§ Tasks to carry out:
1. In the news article on Rishi Sunak's response to the racial slur, rewrite the paragraph beginning "Sunak, currently campaigning" as a short bulleted list that keeps its main facts.
2. Print the part of the Sunak article starting with "This was published" and going on through "Punjabi Indian descent.".

§ Source document:

*** Block opens ***

This was published 5 months ago
Rishi Sunak hurt and angry over Reform volunteer’s racial slur
By Alistair Smout and Andrew MacAskill
Warning: racist language.
British Prime Minister Rishi Sunak said on Friday he was hurt and angry that a supporter of Nigel Farage’s right-wing Reform UK party had been recorded making a racial slur about him, saying it was too important for him not to speak out.
Britain’s first ethnic-minority prime minister, Sunak was responding to comments broadcast by Channel 4 News, by a man named as Andrew Parker calling Sunak a “f---ing Paki” – a British racial slur for people of South Asian descent.
Sunak, currently campaigning for a July 4 national election that his Conservative Party is tipped to lose after 14 years in power, was born in the southern English port city of Southampton to Hindu parents of Punjabi Indian descent.
“My two daughters have to see and hear Reform people who campaign for Nigel Farage calling me an effing Paki. It hurts and it makes me angry, and I think he has some questions to answer,” Sunak told reporters.
“I don’t repeat those words lightly, I do so deliberately because this is too important not to call out clearly for what it is,” he added.
Farage initially said he that he was dismayed by the language used when the comments were first broadcast on Thursday. But on Friday he suggested, without providing evidence, that Parker was an actor involved in “a political setup” to undermine Reform during the election.

*** Block closes ***

§ Extracted material:
*** Block opens ***

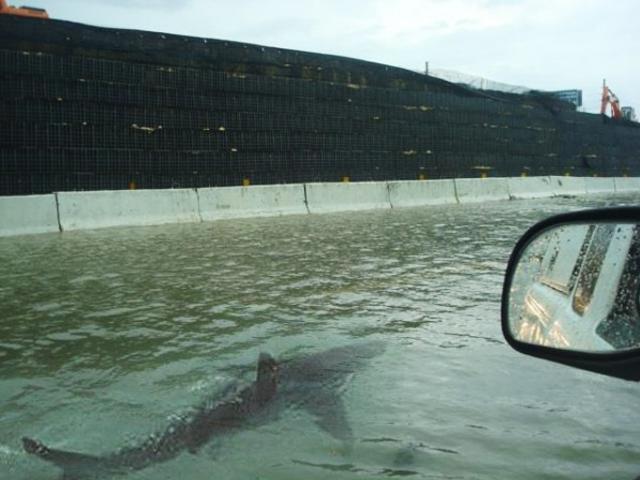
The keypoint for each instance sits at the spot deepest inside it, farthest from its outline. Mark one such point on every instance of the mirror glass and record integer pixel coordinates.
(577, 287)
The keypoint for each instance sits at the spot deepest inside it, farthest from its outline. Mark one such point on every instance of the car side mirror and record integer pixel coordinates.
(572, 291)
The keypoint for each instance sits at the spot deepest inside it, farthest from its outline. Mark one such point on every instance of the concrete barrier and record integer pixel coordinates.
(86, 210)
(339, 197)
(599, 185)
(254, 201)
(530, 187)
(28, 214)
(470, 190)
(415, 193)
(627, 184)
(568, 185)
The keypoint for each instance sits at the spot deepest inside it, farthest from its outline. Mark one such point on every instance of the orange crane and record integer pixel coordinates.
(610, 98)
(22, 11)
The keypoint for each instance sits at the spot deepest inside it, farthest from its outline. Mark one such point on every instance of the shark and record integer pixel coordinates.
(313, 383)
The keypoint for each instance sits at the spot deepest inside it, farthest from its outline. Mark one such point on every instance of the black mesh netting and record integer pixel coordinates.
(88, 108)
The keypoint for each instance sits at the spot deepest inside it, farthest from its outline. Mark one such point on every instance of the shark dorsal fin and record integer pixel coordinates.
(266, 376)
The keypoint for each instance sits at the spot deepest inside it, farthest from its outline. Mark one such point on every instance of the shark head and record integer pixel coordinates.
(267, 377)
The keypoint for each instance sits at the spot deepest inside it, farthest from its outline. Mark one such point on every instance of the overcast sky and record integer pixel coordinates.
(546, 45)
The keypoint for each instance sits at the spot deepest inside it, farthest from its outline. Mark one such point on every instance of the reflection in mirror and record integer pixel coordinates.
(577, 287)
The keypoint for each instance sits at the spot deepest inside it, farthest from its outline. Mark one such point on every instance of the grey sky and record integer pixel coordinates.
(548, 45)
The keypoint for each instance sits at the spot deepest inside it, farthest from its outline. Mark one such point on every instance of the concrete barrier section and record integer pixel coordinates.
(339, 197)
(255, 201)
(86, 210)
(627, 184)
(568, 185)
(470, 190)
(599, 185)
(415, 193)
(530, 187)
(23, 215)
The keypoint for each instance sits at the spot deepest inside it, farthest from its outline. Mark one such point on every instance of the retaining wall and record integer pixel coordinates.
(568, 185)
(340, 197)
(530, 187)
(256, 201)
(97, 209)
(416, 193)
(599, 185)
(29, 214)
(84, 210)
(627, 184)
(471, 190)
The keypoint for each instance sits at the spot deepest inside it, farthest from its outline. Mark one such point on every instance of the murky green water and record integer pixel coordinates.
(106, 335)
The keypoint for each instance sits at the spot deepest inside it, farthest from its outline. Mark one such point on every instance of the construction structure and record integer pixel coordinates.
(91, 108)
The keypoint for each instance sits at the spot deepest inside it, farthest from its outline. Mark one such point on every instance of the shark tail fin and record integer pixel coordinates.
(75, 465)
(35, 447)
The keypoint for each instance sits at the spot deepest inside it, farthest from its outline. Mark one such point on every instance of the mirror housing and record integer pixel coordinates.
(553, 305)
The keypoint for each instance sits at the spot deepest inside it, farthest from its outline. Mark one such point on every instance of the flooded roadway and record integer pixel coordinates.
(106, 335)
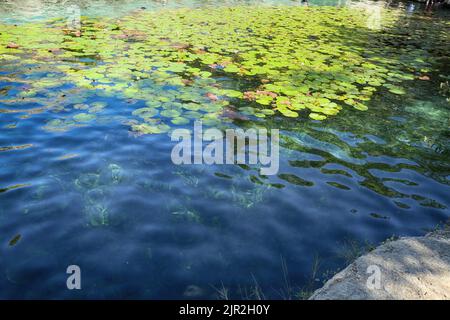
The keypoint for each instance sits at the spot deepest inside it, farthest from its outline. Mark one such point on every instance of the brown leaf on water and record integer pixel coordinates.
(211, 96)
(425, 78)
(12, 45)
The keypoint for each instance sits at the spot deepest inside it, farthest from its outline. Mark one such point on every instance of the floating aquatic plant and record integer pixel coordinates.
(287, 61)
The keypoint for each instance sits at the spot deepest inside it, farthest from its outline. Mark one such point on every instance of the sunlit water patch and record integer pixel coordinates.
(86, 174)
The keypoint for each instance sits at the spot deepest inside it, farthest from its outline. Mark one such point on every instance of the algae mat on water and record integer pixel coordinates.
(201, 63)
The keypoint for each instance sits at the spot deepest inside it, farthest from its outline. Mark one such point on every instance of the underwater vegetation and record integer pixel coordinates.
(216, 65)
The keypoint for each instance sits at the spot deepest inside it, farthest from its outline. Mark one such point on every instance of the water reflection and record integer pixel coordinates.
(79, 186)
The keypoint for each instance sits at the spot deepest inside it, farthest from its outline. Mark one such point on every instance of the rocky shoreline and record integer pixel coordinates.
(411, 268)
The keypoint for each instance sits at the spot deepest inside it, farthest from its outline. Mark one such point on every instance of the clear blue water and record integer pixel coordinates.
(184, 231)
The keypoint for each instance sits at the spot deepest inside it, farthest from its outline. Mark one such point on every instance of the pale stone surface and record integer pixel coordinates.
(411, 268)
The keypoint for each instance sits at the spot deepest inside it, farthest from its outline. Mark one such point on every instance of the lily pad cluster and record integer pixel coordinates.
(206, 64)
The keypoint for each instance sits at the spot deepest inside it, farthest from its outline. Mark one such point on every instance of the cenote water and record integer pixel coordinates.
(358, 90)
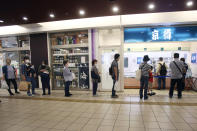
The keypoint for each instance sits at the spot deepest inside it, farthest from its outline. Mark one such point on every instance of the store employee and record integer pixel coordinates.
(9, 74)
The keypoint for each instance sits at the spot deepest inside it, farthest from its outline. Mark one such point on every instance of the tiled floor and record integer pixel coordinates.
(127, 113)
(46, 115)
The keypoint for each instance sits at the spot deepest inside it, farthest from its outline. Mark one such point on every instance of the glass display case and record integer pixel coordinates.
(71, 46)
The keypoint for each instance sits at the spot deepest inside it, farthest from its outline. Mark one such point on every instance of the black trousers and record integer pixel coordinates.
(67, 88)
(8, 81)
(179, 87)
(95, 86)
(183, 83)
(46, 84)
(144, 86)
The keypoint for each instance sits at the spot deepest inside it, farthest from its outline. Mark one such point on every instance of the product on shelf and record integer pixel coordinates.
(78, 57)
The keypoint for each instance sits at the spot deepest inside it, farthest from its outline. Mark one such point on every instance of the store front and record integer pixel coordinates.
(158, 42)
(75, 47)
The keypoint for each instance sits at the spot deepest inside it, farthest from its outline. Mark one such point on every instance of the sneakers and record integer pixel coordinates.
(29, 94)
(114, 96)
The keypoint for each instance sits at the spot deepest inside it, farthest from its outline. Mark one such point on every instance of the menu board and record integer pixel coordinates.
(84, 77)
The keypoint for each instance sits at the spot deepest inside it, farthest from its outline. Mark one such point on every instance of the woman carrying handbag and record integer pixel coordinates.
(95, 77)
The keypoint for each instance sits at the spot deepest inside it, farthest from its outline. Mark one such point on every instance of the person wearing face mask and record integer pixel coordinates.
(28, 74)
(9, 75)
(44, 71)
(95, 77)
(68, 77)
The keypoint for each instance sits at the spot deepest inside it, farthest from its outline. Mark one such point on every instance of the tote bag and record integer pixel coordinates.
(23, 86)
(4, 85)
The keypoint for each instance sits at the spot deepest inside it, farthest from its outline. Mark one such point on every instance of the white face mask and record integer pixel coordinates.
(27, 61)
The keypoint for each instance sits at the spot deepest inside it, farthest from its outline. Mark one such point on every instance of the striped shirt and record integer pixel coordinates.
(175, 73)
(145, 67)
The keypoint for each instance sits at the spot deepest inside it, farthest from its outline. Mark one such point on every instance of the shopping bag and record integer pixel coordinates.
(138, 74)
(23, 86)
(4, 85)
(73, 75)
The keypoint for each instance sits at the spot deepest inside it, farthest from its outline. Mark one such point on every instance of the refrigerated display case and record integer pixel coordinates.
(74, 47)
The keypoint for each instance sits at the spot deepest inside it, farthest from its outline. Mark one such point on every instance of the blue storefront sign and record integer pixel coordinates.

*** Block closes ***

§ Set of answers:
1.
- Sunak is campaigning for a national election on July 4.
- His Conservative Party is expected to lose that election after 14 years in power.
- He was born in Southampton, a port city in southern England.
- His parents are Hindu and of Punjabi Indian descent.

2.
This was published 5 months ago
Rishi Sunak hurt and angry over Reform volunteer’s racial slur
By Alistair Smout and Andrew MacAskill
Warning: racist language.
British Prime Minister Rishi Sunak said on Friday he was hurt and angry that a supporter of Nigel Farage’s right-wing Reform UK party had been recorded making a racial slur about him, saying it was too important for him not to speak out.
Britain’s first ethnic-minority prime minister, Sunak was responding to comments broadcast by Channel 4 News, by a man named as Andrew Parker calling Sunak a “f---ing Paki” – a British racial slur for people of South Asian descent.
Sunak, currently campaigning for a July 4 national election that his Conservative Party is tipped to lose after 14 years in power, was born in the southern English port city of Southampton to Hindu parents of Punjabi Indian descent.